§ Given data
****************

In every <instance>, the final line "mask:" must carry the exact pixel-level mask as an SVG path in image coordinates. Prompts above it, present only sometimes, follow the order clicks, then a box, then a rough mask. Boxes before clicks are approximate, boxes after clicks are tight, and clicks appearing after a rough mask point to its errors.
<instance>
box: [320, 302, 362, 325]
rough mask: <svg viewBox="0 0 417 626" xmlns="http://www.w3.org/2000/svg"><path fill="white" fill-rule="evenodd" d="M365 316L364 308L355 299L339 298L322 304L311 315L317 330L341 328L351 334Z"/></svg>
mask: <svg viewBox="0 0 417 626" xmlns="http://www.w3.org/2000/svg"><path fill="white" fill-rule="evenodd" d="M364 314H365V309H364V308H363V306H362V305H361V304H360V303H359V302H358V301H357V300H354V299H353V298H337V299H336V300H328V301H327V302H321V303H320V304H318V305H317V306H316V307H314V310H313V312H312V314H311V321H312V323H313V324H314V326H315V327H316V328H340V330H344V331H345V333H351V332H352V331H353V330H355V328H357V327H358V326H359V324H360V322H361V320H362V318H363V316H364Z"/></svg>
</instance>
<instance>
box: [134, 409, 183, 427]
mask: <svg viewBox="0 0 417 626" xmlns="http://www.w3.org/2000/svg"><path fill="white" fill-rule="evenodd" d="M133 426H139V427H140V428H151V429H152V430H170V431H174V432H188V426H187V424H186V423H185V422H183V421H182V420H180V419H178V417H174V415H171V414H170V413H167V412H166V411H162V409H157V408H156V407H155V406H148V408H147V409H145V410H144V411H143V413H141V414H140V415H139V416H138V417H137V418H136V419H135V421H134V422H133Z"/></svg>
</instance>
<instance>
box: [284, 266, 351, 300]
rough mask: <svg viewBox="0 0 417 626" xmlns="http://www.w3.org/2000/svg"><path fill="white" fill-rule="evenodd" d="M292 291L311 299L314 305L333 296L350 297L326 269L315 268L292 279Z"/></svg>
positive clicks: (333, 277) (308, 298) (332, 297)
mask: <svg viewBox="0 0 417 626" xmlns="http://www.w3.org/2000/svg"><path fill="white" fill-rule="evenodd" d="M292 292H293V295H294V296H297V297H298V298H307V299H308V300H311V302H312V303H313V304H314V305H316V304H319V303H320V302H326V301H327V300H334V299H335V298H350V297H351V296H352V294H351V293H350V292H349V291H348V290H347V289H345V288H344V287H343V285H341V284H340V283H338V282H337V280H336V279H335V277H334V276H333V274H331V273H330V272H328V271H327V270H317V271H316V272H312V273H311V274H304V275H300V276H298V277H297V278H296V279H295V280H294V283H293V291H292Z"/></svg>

****************

§ Problem to solve
Quote verbatim the rows, starting at the very beginning and ending at the line that contains "316L364 308L355 299L339". Include that line.

§ Output for this task
In every <instance>, the final line "mask:" must carry the exact pixel-level mask as an SVG path in image coordinates. Prompts above it, present only sometimes, follow the order clicks, then a box, then a rough mask. Boxes before clicks are approximate, boxes after clicks are tight, and clicks appearing after a rough mask point to its errors.
<instance>
box: [320, 302, 362, 325]
rough mask: <svg viewBox="0 0 417 626" xmlns="http://www.w3.org/2000/svg"><path fill="white" fill-rule="evenodd" d="M365 316L364 308L355 299L339 298L322 304L311 315L317 330L341 328L351 334Z"/></svg>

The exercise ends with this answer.